Quote every line below exactly and skip any picture.

┏━━

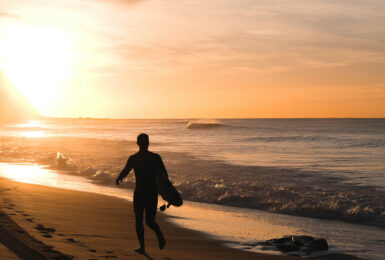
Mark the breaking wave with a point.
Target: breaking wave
(204, 124)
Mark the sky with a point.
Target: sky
(196, 58)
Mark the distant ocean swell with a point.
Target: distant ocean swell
(331, 186)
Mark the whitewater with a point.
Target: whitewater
(319, 168)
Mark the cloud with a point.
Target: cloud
(8, 15)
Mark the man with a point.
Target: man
(145, 164)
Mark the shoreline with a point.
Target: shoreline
(58, 208)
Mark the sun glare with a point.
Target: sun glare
(23, 173)
(37, 60)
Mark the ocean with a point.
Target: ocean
(320, 168)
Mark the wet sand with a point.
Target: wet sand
(50, 223)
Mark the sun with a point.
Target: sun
(38, 61)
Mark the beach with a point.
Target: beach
(92, 226)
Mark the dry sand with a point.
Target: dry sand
(38, 222)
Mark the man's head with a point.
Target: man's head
(143, 141)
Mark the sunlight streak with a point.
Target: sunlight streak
(37, 60)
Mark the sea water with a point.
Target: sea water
(237, 227)
(319, 168)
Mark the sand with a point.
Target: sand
(38, 222)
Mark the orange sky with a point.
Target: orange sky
(195, 58)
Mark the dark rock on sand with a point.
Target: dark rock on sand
(295, 245)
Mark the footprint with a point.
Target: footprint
(43, 229)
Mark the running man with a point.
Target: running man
(145, 165)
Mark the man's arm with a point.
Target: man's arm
(125, 171)
(162, 167)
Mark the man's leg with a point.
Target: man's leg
(138, 210)
(151, 208)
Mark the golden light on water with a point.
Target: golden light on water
(38, 60)
(35, 131)
(23, 173)
(33, 134)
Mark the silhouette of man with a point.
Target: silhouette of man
(145, 165)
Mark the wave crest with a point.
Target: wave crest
(204, 124)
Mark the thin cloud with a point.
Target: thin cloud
(8, 15)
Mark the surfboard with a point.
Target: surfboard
(167, 190)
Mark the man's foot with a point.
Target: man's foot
(140, 250)
(162, 243)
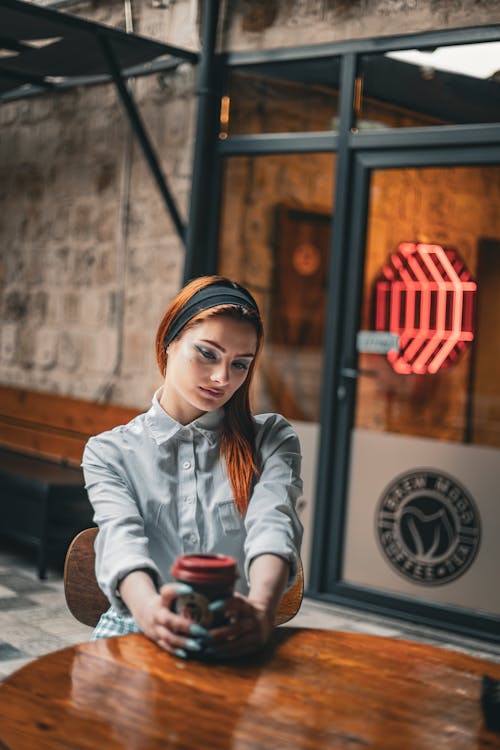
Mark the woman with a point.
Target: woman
(197, 473)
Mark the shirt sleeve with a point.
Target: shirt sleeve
(271, 521)
(121, 544)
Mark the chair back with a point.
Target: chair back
(84, 598)
(87, 603)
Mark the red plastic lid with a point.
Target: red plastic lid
(205, 569)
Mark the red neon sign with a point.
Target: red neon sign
(426, 295)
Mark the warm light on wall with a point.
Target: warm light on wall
(426, 295)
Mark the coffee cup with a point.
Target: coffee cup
(211, 578)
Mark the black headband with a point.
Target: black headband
(211, 296)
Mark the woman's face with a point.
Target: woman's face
(206, 365)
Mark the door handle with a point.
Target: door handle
(353, 374)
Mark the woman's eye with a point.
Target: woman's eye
(205, 353)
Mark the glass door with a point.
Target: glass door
(421, 381)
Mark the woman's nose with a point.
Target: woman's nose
(220, 374)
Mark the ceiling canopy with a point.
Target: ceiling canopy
(41, 49)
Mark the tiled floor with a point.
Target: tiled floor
(34, 618)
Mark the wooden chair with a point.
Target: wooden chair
(86, 602)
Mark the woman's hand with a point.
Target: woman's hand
(251, 624)
(153, 612)
(251, 618)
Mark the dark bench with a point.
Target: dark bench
(43, 501)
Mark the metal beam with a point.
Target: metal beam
(196, 261)
(142, 136)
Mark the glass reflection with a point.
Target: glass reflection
(282, 97)
(453, 85)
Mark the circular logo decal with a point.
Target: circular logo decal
(428, 527)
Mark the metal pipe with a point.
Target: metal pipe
(204, 149)
(142, 136)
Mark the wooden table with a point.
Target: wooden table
(309, 689)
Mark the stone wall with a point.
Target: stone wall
(89, 257)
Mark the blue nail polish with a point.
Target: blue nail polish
(183, 588)
(198, 631)
(192, 645)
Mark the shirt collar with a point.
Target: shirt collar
(164, 427)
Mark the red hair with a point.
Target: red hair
(237, 446)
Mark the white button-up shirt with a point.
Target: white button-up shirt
(159, 490)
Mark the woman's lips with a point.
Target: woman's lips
(212, 392)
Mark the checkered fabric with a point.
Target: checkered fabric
(111, 624)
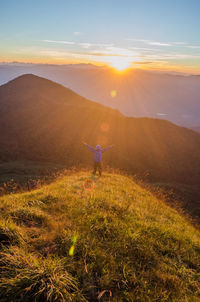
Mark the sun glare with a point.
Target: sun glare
(120, 65)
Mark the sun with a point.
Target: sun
(120, 64)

┗━━

• **COMPLETED TASK**
Mark the breaking wave with a point.
Target: breaking wave
(204, 124)
Mark the sky with a point.
Target: sky
(196, 58)
Mark the distant ocean swell with a point.
Target: distant ocean swell
(331, 186)
Mark the whitewater with a point.
Target: whitewater
(319, 168)
Mark the cloud with a point.
Target: cloud
(8, 15)
Mark the man with a point.
Target: man
(145, 164)
Mark the shoreline with a point.
Target: shoreline
(58, 208)
Mark the sun glare with a point.
Target: sun glare
(23, 173)
(37, 60)
Mark the ocean with a point.
Target: ocean
(320, 168)
Mark the wet sand with a point.
Target: wet sand
(50, 223)
Mark the sun with a point.
Target: sun
(38, 61)
Mark the beach with a point.
Target: beach
(92, 226)
Mark the dry sand with a point.
Target: dry sand
(38, 222)
Mark the man's head with a point.
Target: man's head
(143, 141)
Mark the sunlight streak with a point.
Target: sunlight streak
(37, 60)
Mark the sea water with a point.
Target: sea water
(237, 227)
(319, 168)
Mark the sand with a point.
Target: sand
(38, 222)
Mark the orange sky with a point.
Target: orange sky
(195, 58)
Mark the dark rock on sand with a point.
Target: dark rock on sand
(295, 245)
Mark the footprint with a point.
Target: footprint
(43, 229)
Mark the running man with a point.
Target: running man
(145, 165)
Mark the man's arm with a point.
Target: man's arm
(125, 171)
(162, 167)
Mark the man's leg with a point.
Target: man's leg
(138, 210)
(151, 208)
Mark the golden light on water with a point.
Target: golden light on water
(38, 60)
(35, 131)
(23, 173)
(33, 134)
Mark the silhouette of man with a point.
Target: silhouette of man
(145, 165)
Mark the wave crest with a point.
Target: wave crest
(204, 124)
Mark the thin cloud with a point.
Target: thin cloud
(8, 15)
Mark the surfboard with a point.
Target: surfboard
(167, 190)
Mark the man's foot with a point.
Target: man's foot
(140, 250)
(162, 243)
Mark the woman with a point.
Target: woman
(197, 473)
Mark the shirt sleeve with a point.
Target: shirt sleeve
(271, 521)
(121, 544)
Mark the chair back with a point.
Target: chair back
(84, 598)
(87, 603)
Mark the red plastic lid with a point.
Target: red plastic lid
(205, 569)
Mark the red neon sign with a point.
Target: red neon sign
(426, 295)
Mark the warm light on wall with a point.
Target: warm light on wall
(426, 295)
Mark the coffee cup with a point.
Target: coffee cup
(211, 578)
Mark the black headband with a point.
Target: black headband
(211, 296)
Mark the woman's face with a point.
Target: woman's face
(206, 365)
Mark the door handle with a point.
Target: door handle
(353, 374)
Mark the woman's eye with a point.
Target: woman's eye
(205, 353)
Mark the glass door with a point.
Target: glass door
(421, 381)
Mark the woman's nose with a point.
Target: woman's nose
(220, 374)
Mark the ceiling canopy with a point.
Target: ceiling canopy
(41, 49)
Mark the tiled floor with a point.
Target: tiled floor
(34, 618)
Mark the wooden chair with a point.
Target: wooden chair
(86, 602)
Mark the woman's hand with a point.
Target: woman's hand
(251, 624)
(153, 612)
(251, 618)
Mark the dark bench with a point.
Target: dark bench
(43, 501)
Mark the metal beam with a point.
Target: metal beam
(196, 261)
(142, 136)
Mark the glass reflection with a point.
Target: glass reflection
(282, 97)
(453, 85)
Mark the circular logo decal with a point.
Target: circular logo decal
(428, 527)
Mark the metal pipe with a point.
Target: metal pipe
(204, 149)
(142, 136)
Mark the wooden table with a point.
Target: wooden table
(309, 689)
Mark the stone wall with a point.
Target: stone wall
(89, 257)
Mark the blue nail polish with a point.
Target: blue nail polish
(183, 588)
(198, 631)
(192, 645)
Mark the shirt collar with a point.
Target: shirt collar
(164, 427)
Mark the red hair with a point.
Target: red hair
(237, 446)
Mark the white button-up shirt with a point.
Target: white button-up shirt
(159, 490)
Mark the woman's lips with a point.
Target: woman's lips
(212, 392)
Mark the checkered fabric with a point.
Target: checkered fabric
(111, 624)
Mark the sun glare with a point.
Target: sun glare
(120, 65)
Mark the sun with a point.
Target: sun
(120, 64)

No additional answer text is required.